Deine Aufgabe – Schreib den Text über die Bewerbung bei einer Zeitung weiter. Fang direkt nach seinem letzten Satz an.

Textauszug –
■ ■ ■ ■

Es ist mal wieder Zeit, sich an die Hälse von potenziellen Arbeitgebern zu werfen. Zwei Bewerbungen und eine OB-Kandidatur waren von Misserfolgen gekrönt. Ich war zutiefst deprimiert, bis mir ein Stellengesuch unter die Äuglein geriet, welches mich vom Sessel riss. Eine Zeitung (mit und ohne Gänsefüßchen zutreffend) sucht Mitarbeiter. Diese Stellenausschreibung erschien mir maßgeschneidert wie meine Figur betonende Jogginghose. Natürlich ließ ich es mir deshalb trotz wohl abgelaufener Bewerbungsfrist nicht nehmen, doch noch ein Briefchen zu schreiben. Schließlich muss ich meinen Lebensstandard verbessern. Ich erhoffe mir also ein Wahnsinns-Gehalt, um mir den lebenswichtigen Schnickschnack leisten zu können. Außerdem rechne ich mir hier den ebenso wahnsinnigen Aufstieg in der beruflichen Laufbahn aus. Nun hoffe ich, dass dieser mit Hingabe geklapperte Schriebs der Reißer wird und ich zukünftig als edel angepellte Büroschnalle durch die Gegend stöckeln kann.

■ ■ ■ ■

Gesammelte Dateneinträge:
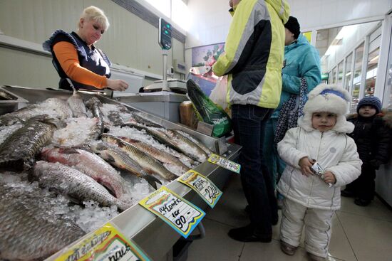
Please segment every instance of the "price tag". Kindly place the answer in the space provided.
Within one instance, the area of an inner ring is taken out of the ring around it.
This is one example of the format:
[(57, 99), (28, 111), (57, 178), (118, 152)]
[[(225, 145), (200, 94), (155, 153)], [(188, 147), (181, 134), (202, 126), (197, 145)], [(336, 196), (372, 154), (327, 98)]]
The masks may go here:
[(237, 174), (239, 174), (239, 170), (241, 169), (241, 165), (238, 163), (235, 163), (228, 160), (226, 158), (214, 154), (211, 154), (208, 159), (208, 161)]
[(185, 238), (205, 215), (200, 208), (164, 186), (141, 200), (139, 204), (157, 215)]
[(64, 250), (56, 261), (151, 260), (133, 241), (106, 223), (93, 235)]
[(197, 171), (191, 169), (181, 176), (177, 180), (189, 186), (197, 192), (202, 198), (211, 208), (214, 208), (220, 196), (222, 191), (210, 179)]

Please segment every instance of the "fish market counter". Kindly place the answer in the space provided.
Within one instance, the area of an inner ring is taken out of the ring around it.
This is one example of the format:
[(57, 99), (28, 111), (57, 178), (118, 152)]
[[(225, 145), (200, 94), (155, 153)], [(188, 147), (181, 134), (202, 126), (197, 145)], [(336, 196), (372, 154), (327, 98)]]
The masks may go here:
[(172, 122), (180, 122), (180, 104), (189, 100), (185, 95), (172, 92), (126, 93), (113, 99)]
[[(66, 100), (72, 95), (71, 92), (66, 91), (15, 86), (3, 86), (1, 89), (21, 97), (29, 101), (29, 103), (40, 102), (49, 97)], [(118, 101), (102, 93), (87, 92), (81, 92), (81, 93), (83, 99), (86, 100), (96, 96), (103, 104), (122, 105), (126, 107), (129, 111), (145, 112), (128, 105), (128, 102), (122, 102), (127, 100), (126, 97), (123, 97)], [(19, 108), (24, 107), (26, 105), (26, 103), (21, 103)], [(145, 115), (148, 119), (159, 123), (167, 129), (178, 129), (193, 136), (217, 154), (219, 154), (231, 161), (236, 161), (238, 157), (241, 147), (237, 144), (227, 143), (225, 138), (217, 139), (208, 137), (183, 125), (173, 123), (153, 114), (145, 113)], [(200, 164), (193, 169), (207, 177), (220, 189), (222, 189), (225, 186), (230, 175), (236, 175), (234, 173), (207, 161)], [(196, 192), (177, 180), (170, 182), (165, 186), (202, 210), (205, 211), (210, 208), (210, 206)], [(219, 201), (217, 203), (220, 203)], [(157, 261), (173, 260), (173, 245), (182, 236), (157, 215), (140, 205), (135, 204), (132, 206), (108, 221), (114, 224), (126, 238), (132, 239), (152, 260)], [(197, 229), (195, 229), (192, 235), (197, 235)], [(92, 233), (91, 232), (86, 234), (81, 240), (88, 238)], [(74, 242), (68, 247), (72, 247), (81, 240)], [(62, 252), (54, 254), (47, 260), (54, 260), (59, 257)]]

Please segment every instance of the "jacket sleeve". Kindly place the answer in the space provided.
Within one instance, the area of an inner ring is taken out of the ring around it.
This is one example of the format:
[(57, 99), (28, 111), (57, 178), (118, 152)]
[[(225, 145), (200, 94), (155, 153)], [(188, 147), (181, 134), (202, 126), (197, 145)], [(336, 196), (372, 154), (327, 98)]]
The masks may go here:
[(382, 119), (376, 119), (376, 124), (375, 137), (377, 137), (374, 159), (376, 160), (375, 166), (377, 169), (381, 164), (386, 164), (389, 159), (389, 146), (391, 146), (391, 129), (385, 125), (385, 122)]
[[(294, 49), (292, 51), (296, 51), (296, 50)], [(299, 69), (300, 77), (282, 74), (282, 91), (296, 95), (299, 94), (301, 78), (306, 79), (308, 92), (310, 92), (321, 82), (320, 57), (316, 50), (307, 48), (307, 51), (304, 53)]]
[(361, 174), (362, 161), (359, 159), (356, 145), (349, 137), (346, 137), (346, 141), (347, 145), (338, 164), (326, 169), (335, 175), (335, 186), (338, 187), (351, 183)]
[(279, 156), (289, 165), (299, 169), (298, 163), (303, 157), (308, 156), (306, 153), (296, 149), (297, 139), (299, 137), (300, 127), (289, 129), (284, 138), (278, 143), (278, 154)]
[[(229, 29), (229, 33), (225, 44), (225, 52), (223, 52), (217, 62), (212, 66), (214, 74), (217, 76), (225, 75), (230, 70), (237, 67), (242, 67), (240, 63), (244, 63), (250, 55), (250, 52), (243, 52), (244, 45), (249, 39), (247, 39), (245, 34), (253, 35), (254, 24), (252, 24), (252, 14), (254, 12), (254, 5), (257, 2), (251, 1), (242, 1), (239, 4), (235, 12)], [(266, 10), (266, 11), (267, 11)], [(254, 37), (254, 36), (253, 36)], [(257, 36), (255, 36), (257, 38)], [(241, 58), (241, 59), (239, 59)]]

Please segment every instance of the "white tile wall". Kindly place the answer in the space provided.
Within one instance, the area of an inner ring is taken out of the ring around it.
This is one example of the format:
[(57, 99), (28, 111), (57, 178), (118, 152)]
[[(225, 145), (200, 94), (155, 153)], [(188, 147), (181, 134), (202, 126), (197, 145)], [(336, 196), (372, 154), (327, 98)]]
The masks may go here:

■ ■ ■ ■

Deine Antwort –
Sehr geehrte Damen und Herren,
Sie suchen also eine/n Social Media Manager/in für Ihre Kritikerseiten auf sogar zwei sozialen Netzwerken.
Da ich Ihre Anforderungen hammermäßig finde, bewerbe ich mich hiermit um diese interessante Stelle.
Meine Grundschulausbildung habe ich mit der wohl hervorragenden Benotung „achherrjee“ abgeschlossen. Meine Eltern schienen jedenfalls sehr stolz auf mich zu sein, denn sie falteten ihre Hände, schauten ständig nach oben und beteten für mich damals unverständliche Worte. Ich erinnere mich nur an „dieses Kind…!“ Ich möchte Sie nun nicht mit meinen privaten Dingen belästigen, sondern weiter an der Überzeugung kurbeln, eine Anstellung bei Ihnen zu bekommen.
Mein technisches Verständnis reicht gerade so aus, um die erstellten Artikel, Cartoons, Umfragen und sonstige redaktionelle Beiträge auf die richtigen Seiten zu bringen. Mit dem Brustton der Überzeugung verrate ich Ihnen, dass ich vor Abscheu strotzende Kommentare verfassen kann. Gelernt habe ich es sogar im Zuge meiner Integration im inzwischen nicht mehr neuen Wohnort. Die gute bis sehr gute deutsche Sprache in Schriftform übe ich noch. Meinen Fremdsprachenkurs für „hochdeutsch“ habe ich fast erfolgreich belegt, wie eine nicht vorhandene Teilnahmebescheinigung beweist. Die Umgangssprache beherrsche ich durch Autodidaktik in Wort und Schrift.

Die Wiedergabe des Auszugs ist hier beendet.